_GIVEN EXERCISE_:
Rewrite the data below, substituting "occurrence" for every "instance" and leaving everything else the same.

_EXTRACTED RECORDS_:

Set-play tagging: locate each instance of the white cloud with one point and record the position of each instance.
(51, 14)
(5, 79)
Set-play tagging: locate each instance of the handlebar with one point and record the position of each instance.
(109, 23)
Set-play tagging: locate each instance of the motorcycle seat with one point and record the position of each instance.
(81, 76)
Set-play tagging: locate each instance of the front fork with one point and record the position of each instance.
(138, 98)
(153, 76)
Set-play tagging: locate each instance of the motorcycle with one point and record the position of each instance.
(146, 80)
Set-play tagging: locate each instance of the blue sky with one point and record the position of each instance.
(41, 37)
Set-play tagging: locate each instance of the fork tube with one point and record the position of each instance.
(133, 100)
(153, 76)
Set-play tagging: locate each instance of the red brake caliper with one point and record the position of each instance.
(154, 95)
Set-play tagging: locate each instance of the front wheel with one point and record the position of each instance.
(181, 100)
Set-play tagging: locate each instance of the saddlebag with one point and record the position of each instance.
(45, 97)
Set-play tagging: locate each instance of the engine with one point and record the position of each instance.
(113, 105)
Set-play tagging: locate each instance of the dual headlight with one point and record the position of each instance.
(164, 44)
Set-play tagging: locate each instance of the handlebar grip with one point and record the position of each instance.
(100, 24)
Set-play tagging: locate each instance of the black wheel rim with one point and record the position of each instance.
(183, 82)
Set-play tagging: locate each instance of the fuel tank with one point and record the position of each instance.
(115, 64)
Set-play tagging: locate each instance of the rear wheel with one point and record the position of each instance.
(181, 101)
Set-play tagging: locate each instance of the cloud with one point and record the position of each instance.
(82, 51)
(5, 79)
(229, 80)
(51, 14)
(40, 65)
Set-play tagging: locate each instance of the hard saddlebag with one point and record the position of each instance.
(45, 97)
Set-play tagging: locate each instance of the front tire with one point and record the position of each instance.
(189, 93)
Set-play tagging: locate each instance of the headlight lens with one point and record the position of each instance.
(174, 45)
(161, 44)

_THE SOLUTION_:
Set-play tagging: locate each occurrence of the white cloud with one point and record the position of each occurrence.
(51, 14)
(5, 79)
Set-play tagging: locate each occurrence of the handlebar with one point and record the position of each occurrence.
(109, 23)
Set-play tagging: locate each occurrence of the motorcycle seat with one point and record the position of each occurrence.
(81, 76)
Set-play tagging: locate each occurrence of the front fork with one point and record the position of each occurrence.
(138, 98)
(153, 76)
Set-play tagging: locate each occurrence of the motorcycle with one point and record the position of each occurrence.
(146, 80)
Set-play tagging: locate each occurrence of the blue sky with one point and record the position of each occurrence.
(41, 37)
Set-play tagging: locate each occurrence of the fork tube with one point and record the position of each occurrence.
(133, 100)
(153, 76)
Set-play tagging: locate each occurrence of the red brake caliper with one point and record the position of each occurrence.
(154, 95)
Set-play tagging: locate each occurrence of the front wheel with one point and record the position of each occurrence.
(181, 100)
Set-play tagging: locate each occurrence of the saddlebag with one point and record the position of each occurrence.
(45, 97)
Set-play tagging: locate each occurrence of the engine with one point and record the position of each occurrence.
(113, 105)
Set-play tagging: locate each occurrence of the dual headlight with one point and record the position of each occurrence.
(164, 44)
Set-play tagging: locate each occurrence of the handlebar grip with one point and record the position of each occurrence.
(100, 24)
Set-play tagging: locate each occurrence of the black wheel rim with one point and record the position of each occurrence.
(183, 82)
Set-play tagging: locate each occurrence of the fuel tank with one point and record the position of each occurrence.
(115, 64)
Set-play tagging: locate each occurrence of the rear wheel with one point and record the position of each occurrence.
(181, 101)
Set-play tagging: locate each occurrence of the cloud with one point and record the position of each occurrence.
(82, 51)
(5, 79)
(229, 80)
(51, 14)
(40, 65)
Set-play tagging: locate each occurrence of the hard saddlebag with one point and record the position of each occurrence.
(45, 97)
Set-play tagging: locate each occurrence of the front tire with one point and record the position of each occurrence.
(189, 93)
Set-play tagging: locate each occurrence of the headlight lens with one point and record the position of each occurrence.
(174, 45)
(161, 44)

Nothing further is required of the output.